#### Records shown
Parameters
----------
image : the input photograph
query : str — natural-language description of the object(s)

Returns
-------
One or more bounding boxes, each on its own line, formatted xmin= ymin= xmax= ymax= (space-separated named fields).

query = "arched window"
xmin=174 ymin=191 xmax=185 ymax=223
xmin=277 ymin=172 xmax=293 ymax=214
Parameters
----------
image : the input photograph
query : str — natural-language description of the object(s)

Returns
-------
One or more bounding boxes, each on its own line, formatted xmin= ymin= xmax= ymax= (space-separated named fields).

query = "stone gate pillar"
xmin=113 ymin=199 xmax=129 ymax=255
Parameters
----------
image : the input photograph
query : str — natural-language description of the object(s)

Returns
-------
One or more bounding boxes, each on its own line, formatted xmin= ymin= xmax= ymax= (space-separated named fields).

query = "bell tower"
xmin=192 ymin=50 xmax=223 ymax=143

#### Prompt
Please repeat the listing above in full and exactly.

#### Response area
Parameters
----------
image : the input photograph
query : str — natural-language description of the object(s)

Returns
-------
One or more bounding boxes, each on its own line, formatted xmin= ymin= xmax= ymax= (space-separated named fields).

query = "arched window"
xmin=174 ymin=191 xmax=185 ymax=223
xmin=277 ymin=172 xmax=293 ymax=214
Parameters
----------
image : the input photograph
query : str — natural-language description of the object(s)

Returns
-------
One or more bounding boxes, each on its own line, formatted xmin= ymin= xmax= ymax= (space-separated named fields).

query = "stone gate pillar"
xmin=113 ymin=199 xmax=129 ymax=255
Parameters
----------
image : the input photograph
query : str — natural-language description of the object(s)

Returns
-------
One or more bounding boxes, each on its own line, formatted xmin= ymin= xmax= ymax= (space-separated named fields).

query = "bell tower"
xmin=192 ymin=50 xmax=223 ymax=143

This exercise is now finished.